Dataset excerpts →

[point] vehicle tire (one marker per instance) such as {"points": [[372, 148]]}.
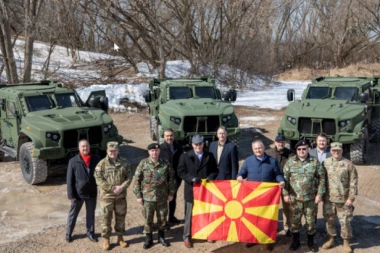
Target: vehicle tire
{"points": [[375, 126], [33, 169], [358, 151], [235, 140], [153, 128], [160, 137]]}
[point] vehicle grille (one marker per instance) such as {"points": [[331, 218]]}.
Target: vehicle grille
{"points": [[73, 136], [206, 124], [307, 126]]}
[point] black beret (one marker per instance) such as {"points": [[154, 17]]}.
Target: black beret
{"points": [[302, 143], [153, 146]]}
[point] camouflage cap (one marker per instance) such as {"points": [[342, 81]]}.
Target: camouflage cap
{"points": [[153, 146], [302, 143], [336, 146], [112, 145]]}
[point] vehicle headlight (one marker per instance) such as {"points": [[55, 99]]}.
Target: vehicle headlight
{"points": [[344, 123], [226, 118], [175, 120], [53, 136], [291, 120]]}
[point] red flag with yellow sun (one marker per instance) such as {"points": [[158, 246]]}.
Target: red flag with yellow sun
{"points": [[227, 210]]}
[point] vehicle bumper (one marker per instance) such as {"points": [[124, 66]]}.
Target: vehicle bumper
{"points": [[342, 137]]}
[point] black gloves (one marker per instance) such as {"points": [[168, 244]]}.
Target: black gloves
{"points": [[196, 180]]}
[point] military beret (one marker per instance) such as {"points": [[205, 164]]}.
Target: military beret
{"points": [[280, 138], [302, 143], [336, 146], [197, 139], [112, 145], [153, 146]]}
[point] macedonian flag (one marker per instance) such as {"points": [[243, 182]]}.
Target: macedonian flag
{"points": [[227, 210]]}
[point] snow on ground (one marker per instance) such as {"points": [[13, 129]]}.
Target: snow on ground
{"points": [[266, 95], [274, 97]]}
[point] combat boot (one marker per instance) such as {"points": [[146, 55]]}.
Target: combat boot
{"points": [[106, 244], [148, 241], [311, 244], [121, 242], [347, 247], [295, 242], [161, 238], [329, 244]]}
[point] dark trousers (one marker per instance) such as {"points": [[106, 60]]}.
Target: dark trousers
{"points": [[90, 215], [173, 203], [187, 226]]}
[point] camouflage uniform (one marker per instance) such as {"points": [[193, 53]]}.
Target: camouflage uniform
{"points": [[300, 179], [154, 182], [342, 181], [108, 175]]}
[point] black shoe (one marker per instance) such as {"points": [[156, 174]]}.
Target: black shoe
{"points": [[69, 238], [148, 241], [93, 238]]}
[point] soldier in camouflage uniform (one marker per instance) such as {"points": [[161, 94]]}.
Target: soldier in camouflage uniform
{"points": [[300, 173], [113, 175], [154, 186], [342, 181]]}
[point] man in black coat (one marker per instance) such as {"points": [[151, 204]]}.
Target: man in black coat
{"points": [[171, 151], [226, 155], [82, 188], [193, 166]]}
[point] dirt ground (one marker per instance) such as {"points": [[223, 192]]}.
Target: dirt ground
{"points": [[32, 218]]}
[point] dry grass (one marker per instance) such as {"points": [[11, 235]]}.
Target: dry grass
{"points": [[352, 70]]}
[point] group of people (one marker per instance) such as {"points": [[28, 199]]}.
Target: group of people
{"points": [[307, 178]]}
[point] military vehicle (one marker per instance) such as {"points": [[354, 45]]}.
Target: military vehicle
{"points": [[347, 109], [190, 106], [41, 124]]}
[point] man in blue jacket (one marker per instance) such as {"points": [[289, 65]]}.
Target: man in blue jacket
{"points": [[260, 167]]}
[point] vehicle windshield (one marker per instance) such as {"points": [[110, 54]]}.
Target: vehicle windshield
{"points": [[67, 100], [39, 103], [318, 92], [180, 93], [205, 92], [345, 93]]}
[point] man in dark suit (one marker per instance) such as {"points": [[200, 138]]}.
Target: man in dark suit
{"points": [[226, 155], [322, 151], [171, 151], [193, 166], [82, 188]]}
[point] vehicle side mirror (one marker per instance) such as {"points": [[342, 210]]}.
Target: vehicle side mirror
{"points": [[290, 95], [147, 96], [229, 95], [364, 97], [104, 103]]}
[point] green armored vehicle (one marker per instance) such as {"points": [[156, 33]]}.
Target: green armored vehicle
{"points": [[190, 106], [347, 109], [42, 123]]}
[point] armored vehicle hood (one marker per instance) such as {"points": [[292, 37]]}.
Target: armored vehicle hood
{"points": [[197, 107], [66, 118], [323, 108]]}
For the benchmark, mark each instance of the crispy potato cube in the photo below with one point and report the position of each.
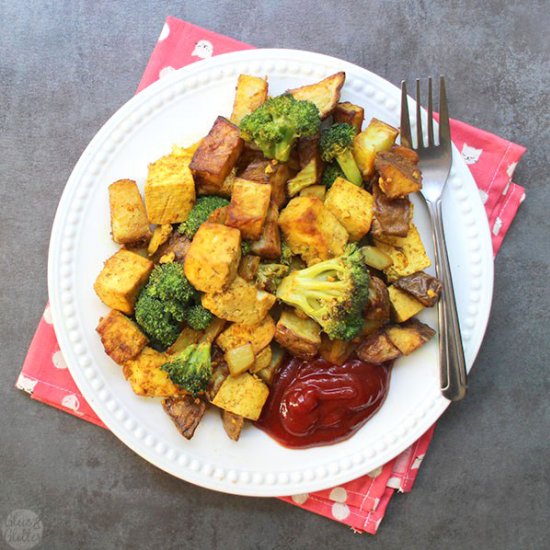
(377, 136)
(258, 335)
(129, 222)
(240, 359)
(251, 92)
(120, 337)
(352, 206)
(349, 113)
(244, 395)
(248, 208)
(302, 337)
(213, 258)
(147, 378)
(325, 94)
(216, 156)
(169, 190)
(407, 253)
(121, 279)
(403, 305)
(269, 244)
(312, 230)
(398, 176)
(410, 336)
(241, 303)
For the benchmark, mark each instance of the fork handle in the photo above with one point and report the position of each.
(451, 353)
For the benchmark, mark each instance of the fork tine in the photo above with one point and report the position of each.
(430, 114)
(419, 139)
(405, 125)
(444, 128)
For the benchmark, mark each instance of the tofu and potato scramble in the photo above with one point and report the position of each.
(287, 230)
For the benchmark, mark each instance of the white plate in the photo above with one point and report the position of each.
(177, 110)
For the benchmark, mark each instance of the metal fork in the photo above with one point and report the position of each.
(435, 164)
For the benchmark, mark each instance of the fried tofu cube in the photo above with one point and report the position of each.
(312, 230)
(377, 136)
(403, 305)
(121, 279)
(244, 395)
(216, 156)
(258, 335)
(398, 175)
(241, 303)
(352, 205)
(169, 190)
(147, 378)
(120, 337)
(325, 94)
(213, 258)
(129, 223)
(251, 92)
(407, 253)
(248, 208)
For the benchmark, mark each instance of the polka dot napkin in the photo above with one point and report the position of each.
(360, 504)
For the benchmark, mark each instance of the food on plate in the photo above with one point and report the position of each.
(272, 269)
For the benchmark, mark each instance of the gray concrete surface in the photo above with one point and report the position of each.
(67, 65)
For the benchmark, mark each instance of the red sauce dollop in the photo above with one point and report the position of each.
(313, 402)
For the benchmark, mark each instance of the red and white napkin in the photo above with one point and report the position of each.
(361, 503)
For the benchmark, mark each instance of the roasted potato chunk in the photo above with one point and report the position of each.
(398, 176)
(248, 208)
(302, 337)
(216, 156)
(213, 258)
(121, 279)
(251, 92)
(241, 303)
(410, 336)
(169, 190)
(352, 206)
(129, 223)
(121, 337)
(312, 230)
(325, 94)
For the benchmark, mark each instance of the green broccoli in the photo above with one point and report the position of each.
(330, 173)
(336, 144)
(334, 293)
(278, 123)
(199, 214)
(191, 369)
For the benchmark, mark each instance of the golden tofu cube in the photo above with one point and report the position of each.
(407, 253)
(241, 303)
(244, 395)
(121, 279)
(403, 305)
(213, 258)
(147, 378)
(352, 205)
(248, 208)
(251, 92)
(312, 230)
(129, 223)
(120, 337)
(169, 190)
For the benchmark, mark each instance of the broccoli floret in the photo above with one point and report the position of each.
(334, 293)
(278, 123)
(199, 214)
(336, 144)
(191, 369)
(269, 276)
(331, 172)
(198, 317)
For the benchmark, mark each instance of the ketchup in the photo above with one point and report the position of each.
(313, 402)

Problem requirements → Reproduce, word for word, every line starting at the line that contains "For the benchmark, mark each instance of the green" and ending with the final line of the entries.

Solution →
For the benchmark, mark each instance of the green broccoli in the photo above with one point and report the position of each.
(330, 173)
(336, 144)
(334, 293)
(278, 123)
(199, 214)
(191, 369)
For the benchmark, mark each instance of the golden tofu cube in the photo above with one point and report the position of each.
(407, 253)
(241, 303)
(244, 395)
(121, 279)
(403, 305)
(213, 258)
(147, 378)
(352, 205)
(248, 208)
(251, 92)
(312, 230)
(129, 223)
(120, 337)
(169, 190)
For the benchmark, mark each instance of the broccoli floret in the photo above with one point and report the position of each.
(334, 293)
(278, 123)
(199, 214)
(336, 144)
(191, 369)
(269, 276)
(331, 172)
(198, 317)
For the benchmark, mark each instance of the ketchup in the photo above with one point and report the position of each.
(313, 402)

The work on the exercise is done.